§ **Exercise**: Gather every line below that contains the word "lake", and copy each of those lines in full.

begin Excerpted records

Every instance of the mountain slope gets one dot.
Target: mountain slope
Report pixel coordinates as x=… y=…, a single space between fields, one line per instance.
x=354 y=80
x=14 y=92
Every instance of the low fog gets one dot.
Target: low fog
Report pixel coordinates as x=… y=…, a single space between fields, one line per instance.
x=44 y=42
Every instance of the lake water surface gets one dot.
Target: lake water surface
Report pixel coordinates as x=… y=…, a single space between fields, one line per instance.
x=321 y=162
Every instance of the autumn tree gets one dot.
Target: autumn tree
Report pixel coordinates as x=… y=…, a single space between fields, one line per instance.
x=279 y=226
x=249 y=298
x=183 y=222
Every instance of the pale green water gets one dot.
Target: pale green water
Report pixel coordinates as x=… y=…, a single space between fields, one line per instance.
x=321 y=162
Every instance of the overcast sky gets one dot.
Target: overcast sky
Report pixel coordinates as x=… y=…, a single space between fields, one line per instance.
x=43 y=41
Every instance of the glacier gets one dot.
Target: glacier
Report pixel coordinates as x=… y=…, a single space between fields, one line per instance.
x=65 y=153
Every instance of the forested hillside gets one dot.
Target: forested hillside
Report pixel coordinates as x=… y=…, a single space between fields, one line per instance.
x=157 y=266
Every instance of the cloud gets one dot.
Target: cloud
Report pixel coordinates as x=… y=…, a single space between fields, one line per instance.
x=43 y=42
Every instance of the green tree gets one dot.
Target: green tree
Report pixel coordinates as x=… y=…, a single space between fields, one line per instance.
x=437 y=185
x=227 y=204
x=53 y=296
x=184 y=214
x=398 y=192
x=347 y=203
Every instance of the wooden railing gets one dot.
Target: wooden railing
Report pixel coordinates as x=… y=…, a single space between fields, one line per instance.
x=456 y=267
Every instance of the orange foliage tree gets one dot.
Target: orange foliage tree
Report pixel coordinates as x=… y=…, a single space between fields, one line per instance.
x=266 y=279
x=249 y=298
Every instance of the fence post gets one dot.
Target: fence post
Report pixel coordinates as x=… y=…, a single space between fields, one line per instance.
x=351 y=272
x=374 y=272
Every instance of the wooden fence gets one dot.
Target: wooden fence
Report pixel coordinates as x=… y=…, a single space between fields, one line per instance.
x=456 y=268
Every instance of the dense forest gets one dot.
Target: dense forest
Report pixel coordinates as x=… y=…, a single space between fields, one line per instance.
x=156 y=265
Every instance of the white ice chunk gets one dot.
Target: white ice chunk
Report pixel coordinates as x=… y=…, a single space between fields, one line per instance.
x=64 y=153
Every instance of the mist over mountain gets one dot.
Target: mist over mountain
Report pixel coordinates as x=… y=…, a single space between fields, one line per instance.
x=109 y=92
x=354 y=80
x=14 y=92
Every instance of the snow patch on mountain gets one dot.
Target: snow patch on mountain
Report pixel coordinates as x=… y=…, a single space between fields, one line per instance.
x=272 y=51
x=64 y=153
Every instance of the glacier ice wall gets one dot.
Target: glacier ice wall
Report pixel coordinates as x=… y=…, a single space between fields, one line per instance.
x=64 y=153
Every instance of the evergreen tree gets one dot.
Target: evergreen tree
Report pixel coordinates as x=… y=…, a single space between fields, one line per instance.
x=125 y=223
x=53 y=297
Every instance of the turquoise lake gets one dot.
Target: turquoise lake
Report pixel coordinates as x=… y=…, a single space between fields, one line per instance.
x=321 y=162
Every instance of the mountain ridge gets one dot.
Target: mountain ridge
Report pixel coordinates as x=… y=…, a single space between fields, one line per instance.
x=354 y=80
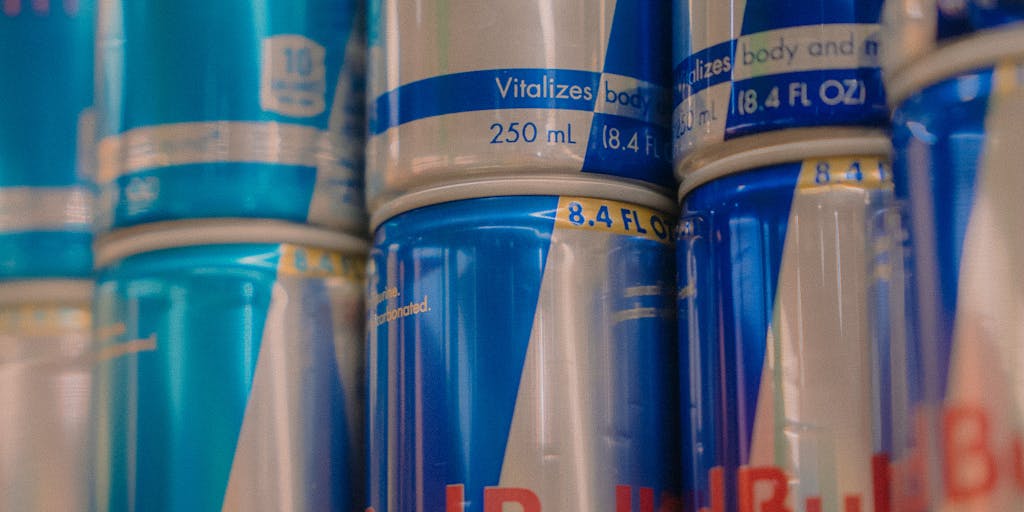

end Excerpted records

§ **Full answer**:
Every instance of the lake water surface gets one dot.
Target: lake water surface
Every instance of the turquoise lake gets one dot.
Target: turquoise lake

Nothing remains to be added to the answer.